▶ _GIVEN REQUEST_: Reproduce every line of the items below, requests included, but multiply each coordinate in the point answers by 0.4 and round to a whole number, with halves rounded up. Leave the pictures out.

____ INPUT

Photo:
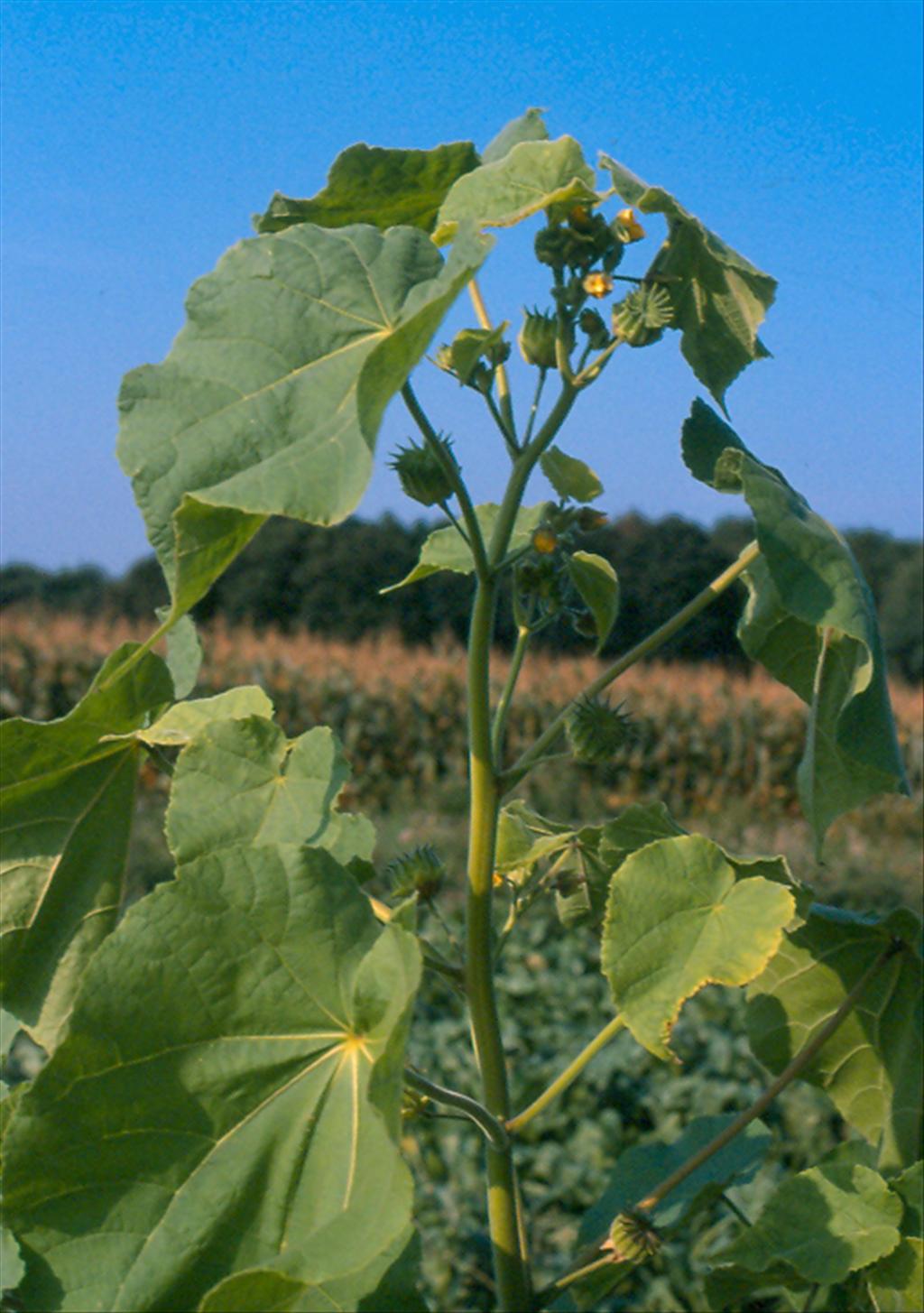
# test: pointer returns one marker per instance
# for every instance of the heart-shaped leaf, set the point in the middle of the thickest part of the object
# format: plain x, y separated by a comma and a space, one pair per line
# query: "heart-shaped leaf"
67, 791
271, 400
680, 917
718, 299
811, 621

________

▶ _RESULT_:
Photo:
# test: pointer returns one marker per instance
# for every instance of the heart-shaped leaf, set the point in the middle of the thickest part of the object
# format: plain x, y separated by a comma and a space, one pair per line
# query: "heart-shaped leaf"
27, 316
108, 160
272, 367
287, 120
324, 248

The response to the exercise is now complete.